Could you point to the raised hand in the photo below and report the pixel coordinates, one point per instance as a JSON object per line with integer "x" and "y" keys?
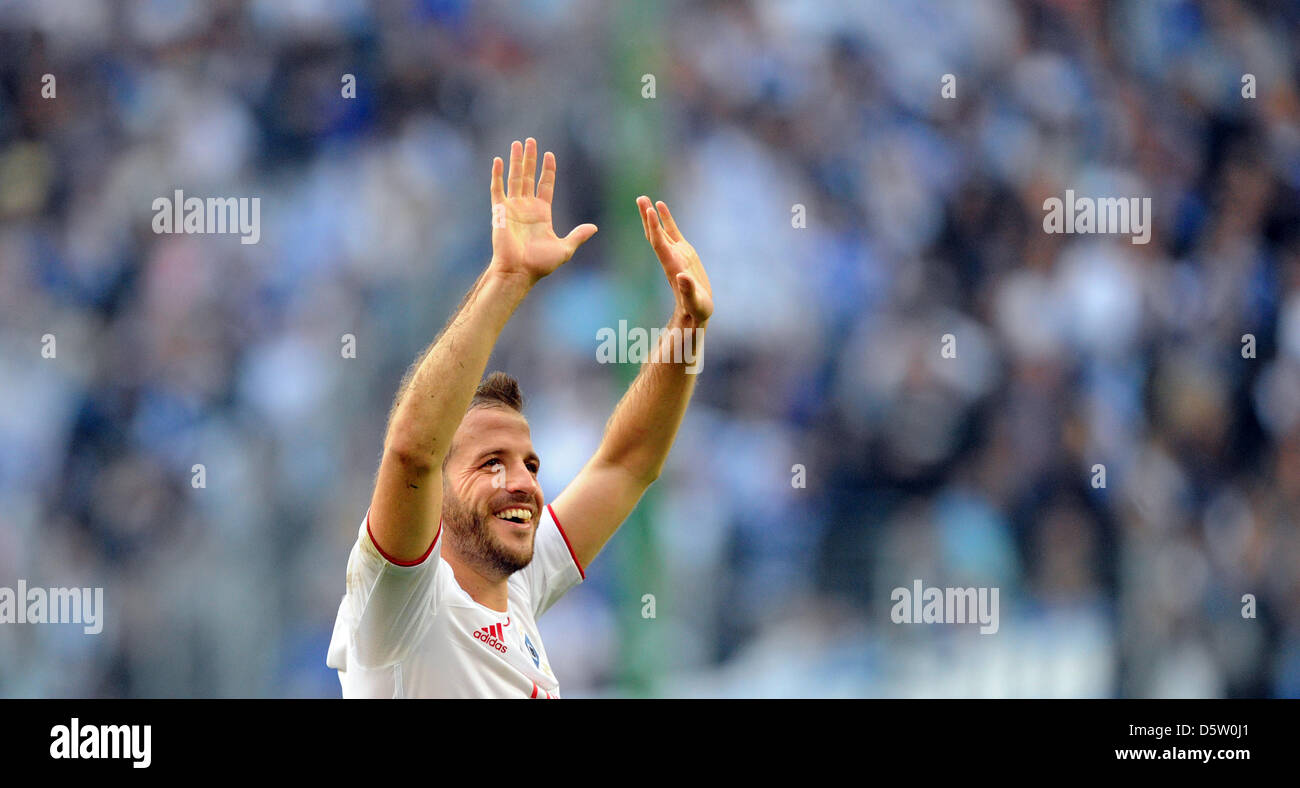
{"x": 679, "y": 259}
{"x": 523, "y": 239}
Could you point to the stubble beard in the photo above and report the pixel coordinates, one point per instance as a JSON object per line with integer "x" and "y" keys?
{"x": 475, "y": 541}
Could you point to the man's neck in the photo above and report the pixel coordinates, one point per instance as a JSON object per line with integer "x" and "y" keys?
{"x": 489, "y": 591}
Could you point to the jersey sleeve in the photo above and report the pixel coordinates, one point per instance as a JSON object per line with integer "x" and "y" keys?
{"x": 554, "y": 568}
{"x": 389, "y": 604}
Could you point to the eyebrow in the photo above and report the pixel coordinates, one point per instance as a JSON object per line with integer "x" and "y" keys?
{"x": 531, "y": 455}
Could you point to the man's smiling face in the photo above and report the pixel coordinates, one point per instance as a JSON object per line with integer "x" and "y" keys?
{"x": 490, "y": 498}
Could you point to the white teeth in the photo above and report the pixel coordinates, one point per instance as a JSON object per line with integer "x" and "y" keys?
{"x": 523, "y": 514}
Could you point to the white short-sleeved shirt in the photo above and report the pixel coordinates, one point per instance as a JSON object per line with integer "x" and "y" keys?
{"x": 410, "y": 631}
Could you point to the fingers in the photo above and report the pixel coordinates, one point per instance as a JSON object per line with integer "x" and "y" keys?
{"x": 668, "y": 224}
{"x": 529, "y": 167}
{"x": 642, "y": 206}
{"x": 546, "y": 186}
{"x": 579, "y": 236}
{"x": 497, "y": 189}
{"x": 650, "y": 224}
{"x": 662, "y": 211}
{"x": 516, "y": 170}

━━━━━━━━━━

* **Task directions**: Give back the material above word for word; no picture belongs in it.

* **Solution for this task**:
Could you point to the raised hand in the photo below and report the pixel coordinates, one point per instance as a JSON object per line with integer "x" and "y" keys?
{"x": 679, "y": 259}
{"x": 523, "y": 239}
Could you point to the stubble beard in the photo above and report the pixel coordinates, one point per instance as a JSON object per line with integer "x" and "y" keys?
{"x": 475, "y": 541}
Could you point to the man's neck in the photo above and report the pixel coordinates, one point per instance as a JSON object per line with integer "x" and "y" keys?
{"x": 489, "y": 591}
Could you point to the jersey sleeve in the photo above and report the pixel coordinates, one point per instance as a JSON object per line with integer "x" and "y" keys?
{"x": 554, "y": 568}
{"x": 389, "y": 604}
Could you point to the eyebrow in the photo above and report the pixel coordinates, one point per instance as a JSON object per line with integer "x" and "y" keys?
{"x": 531, "y": 455}
Could you point to the man's smiling face in the photo above and report the pixel coordinates, one point per instance as a JSON object per line with integer "x" and "y" keys?
{"x": 490, "y": 498}
Could you point to the white teeth in the photo above and report the pixel coordinates, one point per instance as a JSON object per line with integer "x" and "y" keys?
{"x": 523, "y": 514}
Could you point to the white short-sleeved shirt in the photo above and report the pixel coordinates, one point per instance as a JSON object per line with integer "x" and "y" keys?
{"x": 410, "y": 631}
Could you point to the fingers in the photo above and report the pixel coordinates, one point per instance as a JSON object per line with integer "x" and "y" keys?
{"x": 668, "y": 224}
{"x": 529, "y": 167}
{"x": 642, "y": 206}
{"x": 546, "y": 186}
{"x": 579, "y": 236}
{"x": 497, "y": 189}
{"x": 650, "y": 224}
{"x": 662, "y": 211}
{"x": 516, "y": 170}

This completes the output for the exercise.